| The exercise |
State how many lines of the listing below contain the string "folding". Give only the number.

━━━━━━━━━━━━━━━━━━━━

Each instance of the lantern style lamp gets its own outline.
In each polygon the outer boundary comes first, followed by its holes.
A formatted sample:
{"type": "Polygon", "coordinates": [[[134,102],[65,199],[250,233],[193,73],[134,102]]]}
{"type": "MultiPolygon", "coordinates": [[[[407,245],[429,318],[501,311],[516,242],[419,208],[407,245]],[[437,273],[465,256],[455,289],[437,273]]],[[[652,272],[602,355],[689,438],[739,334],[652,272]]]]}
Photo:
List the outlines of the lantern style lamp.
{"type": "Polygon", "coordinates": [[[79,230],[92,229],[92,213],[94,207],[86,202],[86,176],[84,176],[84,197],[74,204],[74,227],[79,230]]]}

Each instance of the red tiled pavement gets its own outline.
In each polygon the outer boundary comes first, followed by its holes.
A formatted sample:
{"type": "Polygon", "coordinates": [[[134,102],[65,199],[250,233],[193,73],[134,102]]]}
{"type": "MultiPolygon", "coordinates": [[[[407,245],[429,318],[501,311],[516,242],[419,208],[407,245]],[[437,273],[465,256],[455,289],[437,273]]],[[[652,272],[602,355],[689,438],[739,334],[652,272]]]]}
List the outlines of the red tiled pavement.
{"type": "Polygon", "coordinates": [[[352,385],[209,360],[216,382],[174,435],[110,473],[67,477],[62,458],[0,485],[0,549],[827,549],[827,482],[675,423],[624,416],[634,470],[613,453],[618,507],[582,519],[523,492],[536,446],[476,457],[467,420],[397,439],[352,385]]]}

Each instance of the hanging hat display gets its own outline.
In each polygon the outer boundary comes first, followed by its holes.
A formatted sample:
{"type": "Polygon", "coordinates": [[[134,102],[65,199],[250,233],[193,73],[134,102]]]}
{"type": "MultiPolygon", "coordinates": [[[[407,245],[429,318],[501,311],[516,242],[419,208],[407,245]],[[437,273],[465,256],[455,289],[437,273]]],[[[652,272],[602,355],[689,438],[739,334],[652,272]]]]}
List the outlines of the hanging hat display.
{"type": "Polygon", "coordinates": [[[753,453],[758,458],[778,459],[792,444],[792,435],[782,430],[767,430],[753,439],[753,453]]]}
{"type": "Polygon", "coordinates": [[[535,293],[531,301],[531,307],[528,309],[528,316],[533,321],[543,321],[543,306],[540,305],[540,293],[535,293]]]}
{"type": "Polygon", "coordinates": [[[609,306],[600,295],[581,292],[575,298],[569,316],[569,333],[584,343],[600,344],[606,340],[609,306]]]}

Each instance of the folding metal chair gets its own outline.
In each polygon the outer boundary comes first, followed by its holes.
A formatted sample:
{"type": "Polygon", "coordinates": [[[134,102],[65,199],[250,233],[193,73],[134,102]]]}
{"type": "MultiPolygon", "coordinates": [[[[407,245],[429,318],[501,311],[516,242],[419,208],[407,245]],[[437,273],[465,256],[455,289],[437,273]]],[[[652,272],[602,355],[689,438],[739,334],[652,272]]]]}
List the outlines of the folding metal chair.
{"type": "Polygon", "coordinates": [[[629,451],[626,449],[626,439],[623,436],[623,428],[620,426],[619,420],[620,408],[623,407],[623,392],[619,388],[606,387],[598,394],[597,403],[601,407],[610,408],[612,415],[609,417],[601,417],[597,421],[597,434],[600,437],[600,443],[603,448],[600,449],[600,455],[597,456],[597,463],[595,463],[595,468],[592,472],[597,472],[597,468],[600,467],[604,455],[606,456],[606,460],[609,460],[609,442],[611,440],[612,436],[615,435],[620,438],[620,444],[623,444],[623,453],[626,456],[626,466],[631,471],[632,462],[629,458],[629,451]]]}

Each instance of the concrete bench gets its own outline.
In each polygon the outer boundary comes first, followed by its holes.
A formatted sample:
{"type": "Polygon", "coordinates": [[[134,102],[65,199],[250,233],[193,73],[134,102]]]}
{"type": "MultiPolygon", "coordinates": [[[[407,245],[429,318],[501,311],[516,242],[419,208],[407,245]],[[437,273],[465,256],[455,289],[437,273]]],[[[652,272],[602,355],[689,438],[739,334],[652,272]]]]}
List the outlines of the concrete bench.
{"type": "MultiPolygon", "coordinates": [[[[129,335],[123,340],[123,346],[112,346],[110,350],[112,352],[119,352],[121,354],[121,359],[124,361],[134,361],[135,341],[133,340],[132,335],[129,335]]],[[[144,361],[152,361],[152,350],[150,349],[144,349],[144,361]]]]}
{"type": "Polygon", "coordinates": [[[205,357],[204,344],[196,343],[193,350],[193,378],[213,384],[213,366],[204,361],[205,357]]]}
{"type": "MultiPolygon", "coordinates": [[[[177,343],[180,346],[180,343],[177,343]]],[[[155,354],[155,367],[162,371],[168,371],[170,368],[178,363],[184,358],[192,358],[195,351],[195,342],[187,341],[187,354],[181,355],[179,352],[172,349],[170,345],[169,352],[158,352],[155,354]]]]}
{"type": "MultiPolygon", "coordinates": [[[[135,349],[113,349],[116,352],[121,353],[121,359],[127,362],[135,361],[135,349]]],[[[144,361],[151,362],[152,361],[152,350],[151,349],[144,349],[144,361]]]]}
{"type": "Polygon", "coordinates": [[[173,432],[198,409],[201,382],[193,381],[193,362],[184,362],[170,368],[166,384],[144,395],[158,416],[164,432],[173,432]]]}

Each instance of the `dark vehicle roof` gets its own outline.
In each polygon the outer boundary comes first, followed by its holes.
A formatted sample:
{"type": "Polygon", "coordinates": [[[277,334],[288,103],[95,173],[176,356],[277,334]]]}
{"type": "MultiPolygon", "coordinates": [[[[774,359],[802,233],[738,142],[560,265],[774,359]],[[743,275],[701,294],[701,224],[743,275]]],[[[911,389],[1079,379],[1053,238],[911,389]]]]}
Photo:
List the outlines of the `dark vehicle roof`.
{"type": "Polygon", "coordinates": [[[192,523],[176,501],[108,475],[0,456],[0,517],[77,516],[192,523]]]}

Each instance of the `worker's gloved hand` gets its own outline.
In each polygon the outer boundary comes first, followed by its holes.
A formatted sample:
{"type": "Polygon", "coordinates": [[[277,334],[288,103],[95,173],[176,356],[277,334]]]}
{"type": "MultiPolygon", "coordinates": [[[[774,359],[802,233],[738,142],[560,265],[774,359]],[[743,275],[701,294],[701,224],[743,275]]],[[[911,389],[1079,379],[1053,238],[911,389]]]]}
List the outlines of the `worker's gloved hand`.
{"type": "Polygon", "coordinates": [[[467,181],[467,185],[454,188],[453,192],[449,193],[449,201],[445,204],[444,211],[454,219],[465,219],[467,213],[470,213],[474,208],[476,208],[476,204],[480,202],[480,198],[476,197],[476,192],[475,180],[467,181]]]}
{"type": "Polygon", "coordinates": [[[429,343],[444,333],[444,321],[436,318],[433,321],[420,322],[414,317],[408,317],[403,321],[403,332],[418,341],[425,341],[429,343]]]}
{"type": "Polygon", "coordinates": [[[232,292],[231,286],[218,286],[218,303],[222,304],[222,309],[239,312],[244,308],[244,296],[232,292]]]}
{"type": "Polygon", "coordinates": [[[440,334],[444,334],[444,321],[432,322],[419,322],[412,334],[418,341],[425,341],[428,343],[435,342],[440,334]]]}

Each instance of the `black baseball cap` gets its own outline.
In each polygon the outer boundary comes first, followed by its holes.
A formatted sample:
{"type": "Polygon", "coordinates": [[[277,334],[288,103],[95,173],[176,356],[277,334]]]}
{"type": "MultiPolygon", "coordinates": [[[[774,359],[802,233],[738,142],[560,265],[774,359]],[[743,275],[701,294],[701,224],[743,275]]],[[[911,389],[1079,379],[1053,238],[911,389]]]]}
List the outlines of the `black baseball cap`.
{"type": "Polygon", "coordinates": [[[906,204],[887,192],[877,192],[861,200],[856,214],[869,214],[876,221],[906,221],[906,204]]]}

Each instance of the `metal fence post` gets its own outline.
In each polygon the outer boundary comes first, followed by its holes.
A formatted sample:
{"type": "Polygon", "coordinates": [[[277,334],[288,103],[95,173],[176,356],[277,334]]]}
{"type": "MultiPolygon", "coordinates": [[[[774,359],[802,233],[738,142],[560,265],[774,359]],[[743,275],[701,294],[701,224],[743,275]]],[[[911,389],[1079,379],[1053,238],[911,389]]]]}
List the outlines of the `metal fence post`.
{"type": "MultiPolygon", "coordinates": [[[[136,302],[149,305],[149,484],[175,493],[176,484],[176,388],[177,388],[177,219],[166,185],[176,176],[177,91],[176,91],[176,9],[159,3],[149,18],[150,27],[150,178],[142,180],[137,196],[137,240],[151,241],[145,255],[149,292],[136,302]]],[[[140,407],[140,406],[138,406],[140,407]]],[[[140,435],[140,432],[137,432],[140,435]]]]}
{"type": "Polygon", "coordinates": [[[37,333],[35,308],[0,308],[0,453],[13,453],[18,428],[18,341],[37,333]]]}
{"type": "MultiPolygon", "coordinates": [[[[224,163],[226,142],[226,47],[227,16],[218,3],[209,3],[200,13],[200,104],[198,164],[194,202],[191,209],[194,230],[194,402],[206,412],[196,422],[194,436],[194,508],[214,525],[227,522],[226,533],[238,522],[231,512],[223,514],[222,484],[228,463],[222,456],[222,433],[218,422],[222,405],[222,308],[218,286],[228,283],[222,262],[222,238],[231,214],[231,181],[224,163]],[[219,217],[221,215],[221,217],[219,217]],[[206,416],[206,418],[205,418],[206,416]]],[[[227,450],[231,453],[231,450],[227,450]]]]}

━━━━━━━━━━━━━━━━━━━━

| Response to the task |
2